**Work to do**
Reproduce the entries below word for word, omitting the pictures.

**Working data**
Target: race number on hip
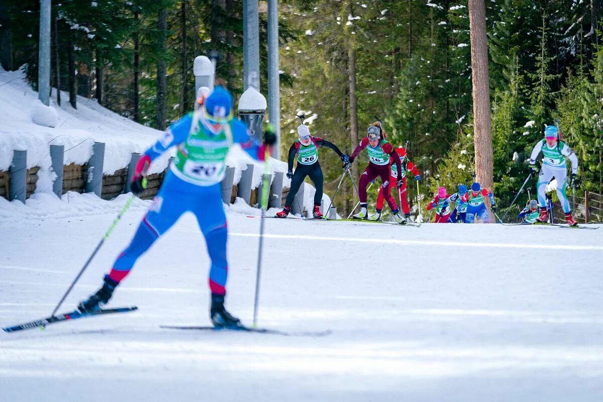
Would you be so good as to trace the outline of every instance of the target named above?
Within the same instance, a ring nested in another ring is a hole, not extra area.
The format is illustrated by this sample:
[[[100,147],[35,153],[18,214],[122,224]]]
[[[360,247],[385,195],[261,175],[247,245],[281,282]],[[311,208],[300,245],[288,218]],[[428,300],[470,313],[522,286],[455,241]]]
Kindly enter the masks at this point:
[[[223,163],[197,162],[188,160],[183,168],[185,174],[201,180],[217,178],[222,172]]]

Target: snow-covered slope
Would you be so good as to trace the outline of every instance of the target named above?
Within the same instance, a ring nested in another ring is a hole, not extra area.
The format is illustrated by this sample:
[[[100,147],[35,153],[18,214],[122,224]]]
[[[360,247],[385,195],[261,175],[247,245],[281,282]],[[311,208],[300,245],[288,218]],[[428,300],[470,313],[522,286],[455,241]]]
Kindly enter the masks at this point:
[[[0,326],[48,315],[125,202],[74,196],[0,216]],[[147,204],[124,217],[64,310],[99,286]],[[330,335],[160,328],[209,324],[207,254],[186,215],[109,305],[139,311],[0,334],[0,400],[603,398],[603,229],[265,223],[260,326]],[[247,324],[259,224],[229,213],[227,307]]]
[[[8,72],[0,67],[0,171],[8,170],[13,150],[27,150],[27,167],[41,168],[36,192],[52,192],[51,145],[65,145],[65,165],[83,165],[90,159],[94,142],[104,142],[103,172],[112,174],[127,166],[133,152],[143,152],[161,133],[109,110],[95,99],[78,96],[78,108],[74,109],[68,102],[69,95],[65,92],[62,93],[63,102],[60,107],[51,99],[51,105],[57,110],[57,127],[36,124],[33,118],[42,104],[37,99],[37,93],[24,77],[22,70]],[[173,152],[167,152],[154,162],[149,172],[165,170],[172,155]],[[235,168],[235,184],[248,163],[257,165],[253,175],[254,187],[257,187],[264,172],[263,165],[254,162],[239,147],[233,147],[227,164]],[[270,169],[271,172],[286,172],[287,165],[273,159]],[[284,186],[288,187],[291,181],[284,177],[283,181]],[[311,209],[311,203],[308,209]]]

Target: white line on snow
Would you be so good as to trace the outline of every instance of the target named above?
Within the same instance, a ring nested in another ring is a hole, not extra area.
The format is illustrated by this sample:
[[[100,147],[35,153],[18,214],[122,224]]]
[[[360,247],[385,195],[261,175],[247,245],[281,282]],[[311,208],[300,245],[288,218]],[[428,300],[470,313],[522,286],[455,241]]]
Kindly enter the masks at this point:
[[[69,274],[66,271],[51,271],[43,268],[30,268],[26,266],[14,266],[13,265],[0,265],[0,269],[19,269],[20,271],[33,271],[37,272],[49,272],[51,274]]]
[[[230,236],[244,237],[259,237],[258,233],[229,233]],[[487,248],[529,248],[549,250],[603,250],[603,246],[574,246],[566,244],[526,244],[525,243],[478,243],[475,242],[444,242],[431,240],[402,240],[400,239],[367,239],[366,237],[330,237],[323,236],[303,234],[264,234],[268,239],[300,239],[303,240],[331,240],[334,242],[357,242],[379,244],[400,244],[414,246],[447,246],[450,247],[483,247]]]

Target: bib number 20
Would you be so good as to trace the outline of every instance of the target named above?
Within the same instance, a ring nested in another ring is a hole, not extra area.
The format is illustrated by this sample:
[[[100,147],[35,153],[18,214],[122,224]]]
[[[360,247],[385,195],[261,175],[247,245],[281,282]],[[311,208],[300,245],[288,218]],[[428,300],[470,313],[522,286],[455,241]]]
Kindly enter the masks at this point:
[[[217,163],[200,163],[187,161],[185,164],[185,173],[200,179],[212,179],[219,172],[220,166]]]

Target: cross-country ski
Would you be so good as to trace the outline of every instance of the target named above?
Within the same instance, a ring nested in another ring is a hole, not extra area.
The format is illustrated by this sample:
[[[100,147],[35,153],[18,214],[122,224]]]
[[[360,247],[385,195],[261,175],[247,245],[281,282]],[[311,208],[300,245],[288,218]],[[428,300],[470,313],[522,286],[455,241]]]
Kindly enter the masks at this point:
[[[603,400],[601,3],[3,0],[0,401]]]

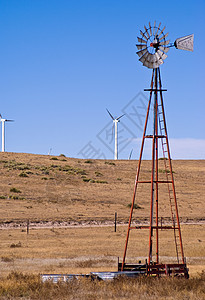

**Task output**
Target: race number on hip
Would you be so good as to trace the outline of every instance of the target named above?
Within the same instance, a ring nested in another ring is a hole, not extra area.
The format is illustrated by this sample:
[[[100,147],[35,153],[18,214],[122,224]]]
[[[360,247],[385,195],[261,175],[247,245],[281,282]],[[311,208],[300,245],[288,218]],[[428,300],[470,313],[522,286],[455,241]]]
Kindly enter the masks at this point:
[[[223,163],[197,162],[188,160],[183,168],[185,174],[201,180],[217,178],[222,172]]]

Target: snow-covered slope
Would you be so good as to trace the outline of every instance of the target named above?
Within the same instance, a ring nested in another ring is a hole, not extra area.
The format is illustrated by this sample:
[[[100,147],[35,153],[18,214],[122,224]]]
[[[360,247],[385,195],[261,175],[247,245],[281,282]],[[311,208],[300,245],[288,218]],[[428,300],[470,313],[522,286],[455,241]]]
Kindly enter the masks at this point:
[[[0,326],[48,315],[125,202],[74,196],[0,216]],[[147,204],[124,217],[64,310],[99,286]],[[330,335],[160,328],[209,324],[207,254],[186,215],[109,305],[139,311],[0,334],[0,400],[603,398],[603,229],[265,223],[260,326]],[[247,324],[259,224],[229,213],[227,307]]]
[[[8,72],[0,67],[0,171],[8,170],[13,150],[27,150],[27,167],[41,168],[36,192],[52,192],[51,145],[65,145],[65,165],[83,165],[90,159],[94,142],[104,142],[103,172],[112,174],[127,166],[133,152],[143,152],[161,133],[109,110],[95,99],[78,96],[78,108],[74,109],[68,102],[69,95],[65,92],[62,93],[63,102],[60,107],[51,99],[51,105],[57,110],[57,127],[36,124],[33,118],[42,104],[37,99],[37,93],[24,77],[22,70]],[[173,152],[167,152],[154,162],[149,172],[165,170],[172,155]],[[235,168],[235,184],[248,163],[257,165],[253,175],[254,187],[257,187],[264,172],[263,165],[254,162],[239,147],[233,147],[227,164]],[[270,169],[271,172],[286,172],[287,165],[273,159]],[[284,186],[288,187],[291,181],[284,177],[283,181]],[[311,209],[311,203],[308,209]]]

Target: white line on snow
Would you be so good as to trace the outline of every instance of the target named above?
Within the same instance, a ring nested in another ring is a hole, not extra area.
The format is illustrated by this sample:
[[[100,147],[35,153],[18,214],[122,224]]]
[[[360,247],[385,195],[261,175],[247,245],[281,282]],[[311,208],[300,245],[288,218]],[[428,300],[470,313],[522,286],[455,241]]]
Kindly enter the masks at this point:
[[[69,274],[66,271],[51,271],[43,268],[30,268],[26,266],[14,266],[13,265],[0,265],[0,269],[19,269],[20,271],[33,271],[37,272],[49,272],[51,274]]]
[[[230,236],[244,237],[259,237],[258,233],[229,233]],[[487,248],[529,248],[549,250],[603,250],[603,246],[574,246],[566,244],[526,244],[525,243],[478,243],[475,242],[444,242],[431,240],[402,240],[400,239],[367,239],[366,237],[330,237],[323,236],[303,234],[264,234],[268,239],[300,239],[303,240],[331,240],[334,242],[357,242],[379,244],[400,244],[414,246],[447,246],[450,247],[483,247]]]

Target: bib number 20
Would you be so good as to trace the outline of every instance of the target named above?
Within the same instance, a ring nested in another ring is a hole, not extra area.
The format is illustrated by this sample:
[[[100,147],[35,153],[18,214],[122,224]]]
[[[360,247],[385,195],[261,175],[247,245],[281,282]],[[311,208],[300,245],[288,218]],[[428,300],[470,313],[522,286],[455,241]]]
Kindly enter the masks at this point:
[[[217,163],[200,163],[187,161],[185,164],[185,173],[200,179],[212,179],[219,172],[220,166]]]

Target: cross-country ski
Would you be so good as to trace the outline of every instance of the target named above?
Within the same instance, a ring nested in another ring is a hole, not extra area.
The format is illustrated by this sample:
[[[100,147],[35,153],[18,214],[122,224]]]
[[[360,247],[385,195],[261,175],[247,245],[281,282]],[[311,208],[300,245],[288,218]],[[428,300],[470,313],[522,286],[455,241]]]
Kindly enter the masks at this point:
[[[603,400],[601,3],[3,0],[0,401]]]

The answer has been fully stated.